Aim
Copy out each of the entries below word for word, and leave the pictures out of your answer.

-----

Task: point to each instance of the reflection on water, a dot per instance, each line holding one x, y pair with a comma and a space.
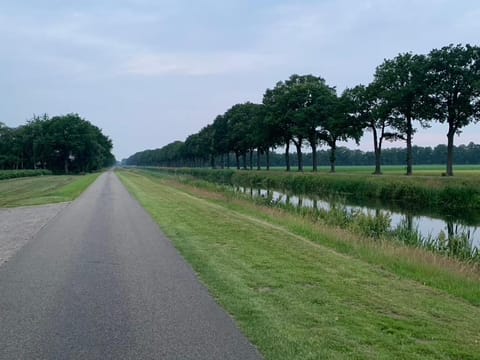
428, 227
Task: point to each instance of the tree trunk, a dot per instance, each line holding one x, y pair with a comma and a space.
378, 152
298, 145
450, 137
258, 159
314, 155
287, 155
333, 156
409, 146
268, 158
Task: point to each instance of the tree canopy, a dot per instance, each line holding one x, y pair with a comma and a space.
442, 86
63, 143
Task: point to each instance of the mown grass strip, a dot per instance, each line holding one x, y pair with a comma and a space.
43, 189
296, 299
13, 174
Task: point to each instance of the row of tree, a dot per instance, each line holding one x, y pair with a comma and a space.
464, 155
62, 144
410, 89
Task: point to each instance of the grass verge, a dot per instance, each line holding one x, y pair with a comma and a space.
301, 299
43, 189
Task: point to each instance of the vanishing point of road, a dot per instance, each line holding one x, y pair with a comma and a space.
101, 281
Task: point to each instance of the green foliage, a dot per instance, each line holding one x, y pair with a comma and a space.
12, 174
443, 86
40, 190
60, 144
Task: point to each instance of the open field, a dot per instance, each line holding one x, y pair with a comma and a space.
303, 291
43, 189
437, 194
12, 174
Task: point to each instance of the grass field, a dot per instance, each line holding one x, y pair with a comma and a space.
43, 189
418, 170
301, 291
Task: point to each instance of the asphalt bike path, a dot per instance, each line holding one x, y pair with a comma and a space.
101, 281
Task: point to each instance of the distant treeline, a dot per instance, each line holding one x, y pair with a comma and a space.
64, 143
464, 155
408, 92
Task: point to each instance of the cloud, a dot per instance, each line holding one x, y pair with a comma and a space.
196, 64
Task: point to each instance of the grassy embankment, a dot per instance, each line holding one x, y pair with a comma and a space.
43, 189
433, 193
304, 291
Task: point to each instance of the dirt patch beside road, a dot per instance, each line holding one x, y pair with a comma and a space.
19, 225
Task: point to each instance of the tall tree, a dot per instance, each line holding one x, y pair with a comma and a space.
454, 79
401, 83
370, 109
300, 104
339, 124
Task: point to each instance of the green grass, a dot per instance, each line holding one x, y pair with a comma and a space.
435, 194
418, 170
43, 189
12, 174
301, 299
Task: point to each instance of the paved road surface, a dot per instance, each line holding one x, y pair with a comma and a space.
100, 281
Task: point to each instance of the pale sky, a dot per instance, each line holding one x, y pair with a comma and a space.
149, 72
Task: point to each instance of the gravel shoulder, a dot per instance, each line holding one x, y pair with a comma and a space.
19, 225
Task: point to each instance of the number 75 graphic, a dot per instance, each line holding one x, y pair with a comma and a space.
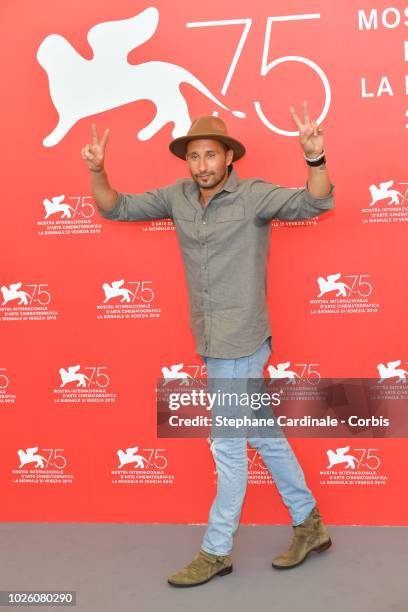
265, 66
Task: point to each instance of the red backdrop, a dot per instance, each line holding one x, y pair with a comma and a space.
79, 369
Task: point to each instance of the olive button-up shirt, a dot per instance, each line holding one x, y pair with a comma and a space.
225, 249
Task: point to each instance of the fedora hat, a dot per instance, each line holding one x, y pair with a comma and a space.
207, 127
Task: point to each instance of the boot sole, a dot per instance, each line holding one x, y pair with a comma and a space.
223, 572
320, 548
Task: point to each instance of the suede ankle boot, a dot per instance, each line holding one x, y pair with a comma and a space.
203, 568
311, 535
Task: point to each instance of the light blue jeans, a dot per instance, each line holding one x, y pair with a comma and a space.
231, 460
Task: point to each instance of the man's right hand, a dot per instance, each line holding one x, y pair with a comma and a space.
94, 154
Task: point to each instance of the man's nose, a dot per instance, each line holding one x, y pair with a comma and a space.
202, 164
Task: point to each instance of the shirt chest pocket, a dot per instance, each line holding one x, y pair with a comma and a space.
184, 220
230, 227
231, 212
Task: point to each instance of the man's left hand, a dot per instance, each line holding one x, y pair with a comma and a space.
311, 134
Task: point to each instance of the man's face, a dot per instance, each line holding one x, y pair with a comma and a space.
208, 161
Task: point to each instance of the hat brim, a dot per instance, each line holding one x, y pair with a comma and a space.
179, 145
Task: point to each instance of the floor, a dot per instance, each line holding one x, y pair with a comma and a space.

-----

Solution to this problem
Task: point to each instance of the reflection on water, a dot per instance, each line holding one x, y pair with a comma and a space.
428, 227
Task: point to each instance of the tree trunk, a dot per instance, each line holding one x, y pair with a comma and a space.
378, 152
298, 145
450, 137
258, 159
314, 155
287, 155
333, 156
409, 146
268, 158
Task: point to each instance of the tree canopy, a dot per instance, each line holding one x, y pair with a comma and a space.
442, 86
63, 143
Task: point to each instance of the mown grass strip, a dot per instance, each line holding one x, y pair with a comma and a space.
43, 189
296, 299
13, 174
Task: point to each instance of the row of tree, a dot per instance, each line holding one x, y pair with a comma and a space.
464, 155
62, 144
410, 89
Task: point to each instance of the grass verge, a dot per instance, each line holding one x, y pair with a comma and a space.
301, 299
43, 189
Task: point to each instance of the vanishing point of road, a dot per instance, each line holding one x, y pair with a comma and a space.
101, 281
Task: point to each instance of the green foliage, a dot per instance, each line holding one x, y pair with a comma and a space.
12, 174
443, 86
40, 190
60, 144
Task: point to each instance of the open field, a dot per instance, each line holding one x, y pair with a comma and a space.
303, 291
43, 189
437, 194
12, 174
Task: point to each instance of the grass field, a dot per instance, each line holding one x, y pair with a comma and a space.
43, 189
418, 170
301, 291
Task: point to each instance of the asphalt bike path, a dot per instance, each line holding one x, y pair with a comma and a space.
101, 281
Task: point to each instance of the distant treeline, a dot per instance, each line holding one x, y pair with a comma and a space.
64, 143
464, 155
408, 92
Task: point to each instance of the cloud, a dot per instance, each line holding one x, y pair with a comma and a space.
196, 64
Task: point to each instance of the grassy embankment, a dot per instance, each line holding one x, y pair with a comma and a space.
43, 189
433, 193
304, 291
Task: point to each instance of the dirt patch beside road, a dot per instance, each line holding one x, y pair with a comma and a space.
19, 225
Task: point to each instance of the tall tree, a dot per instance, each line holding one x, y pair with a comma and a space.
454, 79
401, 83
370, 109
300, 104
339, 124
Task: point to each instance of the green grass, a dot per instance, each line holding one x, y pair with a comma and a space.
435, 194
418, 170
43, 189
12, 174
301, 299
Task: point to each instance of the paved road surface, a dot per instance, each line holding one x, y pair with a comma and a space.
100, 281
Task: point to each instance of the pale sky, a dot per instance, each line holding one x, y pair with a comma and a space.
149, 72
Task: point to each instance of the gravel shoulder, a dot per instance, each line holding one x, y pair with a comma and a space.
19, 225
Task: point to each instance of the number 75 graphic, a dot per instance, each line holding one x, y pair with a comma and a space.
265, 66
Task: point to each instance of the red backdrop, a dot per instance, each line holding one x, y pair with a comma and a space.
79, 369
Task: point to each instance of the olive button-up shirt, a dot per instance, each line holding one x, y pair with a comma and a space.
225, 249
Task: point to each instance of the fedora hat, a dot per instance, each line holding one x, y pair with a comma and a space.
207, 127
Task: point to each instance of the boot sole, a dot per instance, each line holding one x, y pair with a comma and a space.
223, 572
320, 548
Task: point to each instance of the suede ankle boot, a dot per instance, each line holding one x, y pair with a comma and a space.
203, 568
311, 535
Task: point to each instance of the light blue jeans, a dot per instance, each line holding one x, y pair with a comma and a space.
231, 460
Task: point to each instance of the man's right hand, a dot per instance, each line holding one x, y pair with a comma and a space.
94, 154
Task: point to each instance of the man's nose, a dot per instance, each line holding one x, y pair with a comma and a space.
202, 164
Task: point to each instance of the shirt chest pocket, a dot per instance, each line holding one x, y pair with a comma and a space.
184, 220
230, 227
231, 212
Task: point to each instance of the man's left hand, a dot per instance, each line holding one x, y pair with a comma and a space.
311, 134
Task: point to each instance of the man's face, a dot per instance, each line holding one x, y pair with a comma and a space.
208, 161
Task: point to each instance of the hat brim, a dot per instance, each line holding one x, y pair with a comma and a space.
179, 145
Task: point to each instance of the floor, a dot per instance, each line holding one x, y pair with a comma and a space.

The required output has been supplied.